_Prompt_. Check the records below for the word "batch" and state how many lines contain it, replying with the number only.
[Start of Attachment]
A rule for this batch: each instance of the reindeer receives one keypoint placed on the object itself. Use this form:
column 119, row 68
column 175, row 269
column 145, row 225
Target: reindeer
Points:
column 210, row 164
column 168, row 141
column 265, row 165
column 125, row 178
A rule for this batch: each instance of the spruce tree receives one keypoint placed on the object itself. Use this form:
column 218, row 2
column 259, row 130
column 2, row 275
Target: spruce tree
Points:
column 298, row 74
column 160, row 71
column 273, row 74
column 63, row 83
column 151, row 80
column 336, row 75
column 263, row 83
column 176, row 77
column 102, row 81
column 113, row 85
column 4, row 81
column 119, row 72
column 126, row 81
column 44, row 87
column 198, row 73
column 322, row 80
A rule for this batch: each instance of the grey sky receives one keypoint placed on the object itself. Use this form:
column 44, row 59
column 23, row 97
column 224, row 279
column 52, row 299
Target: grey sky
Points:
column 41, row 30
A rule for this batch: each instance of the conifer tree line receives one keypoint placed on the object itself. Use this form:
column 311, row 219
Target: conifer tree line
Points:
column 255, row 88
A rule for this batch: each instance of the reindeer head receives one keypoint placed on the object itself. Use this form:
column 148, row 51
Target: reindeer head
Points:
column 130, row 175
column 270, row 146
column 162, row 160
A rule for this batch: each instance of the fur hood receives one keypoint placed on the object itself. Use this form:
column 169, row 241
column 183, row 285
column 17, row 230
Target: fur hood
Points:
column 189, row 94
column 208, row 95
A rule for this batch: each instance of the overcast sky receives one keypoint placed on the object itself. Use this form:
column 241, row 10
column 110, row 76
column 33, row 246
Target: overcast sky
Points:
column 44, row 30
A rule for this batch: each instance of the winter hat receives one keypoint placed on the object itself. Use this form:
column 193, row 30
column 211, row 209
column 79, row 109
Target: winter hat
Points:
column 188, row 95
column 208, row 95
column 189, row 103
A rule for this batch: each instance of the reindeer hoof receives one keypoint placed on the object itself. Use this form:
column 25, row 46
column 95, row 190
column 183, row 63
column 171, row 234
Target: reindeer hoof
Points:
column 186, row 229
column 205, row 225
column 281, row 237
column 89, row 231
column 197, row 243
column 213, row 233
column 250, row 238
[End of Attachment]
[Start of Attachment]
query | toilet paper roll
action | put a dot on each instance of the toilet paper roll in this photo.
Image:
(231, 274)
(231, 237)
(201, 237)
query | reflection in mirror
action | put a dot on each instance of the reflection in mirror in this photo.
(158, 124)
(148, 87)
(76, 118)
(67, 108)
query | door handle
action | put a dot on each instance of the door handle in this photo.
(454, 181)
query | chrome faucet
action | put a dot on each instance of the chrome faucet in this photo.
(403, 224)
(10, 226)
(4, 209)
[End of Attachment]
_Answer for the task_. 9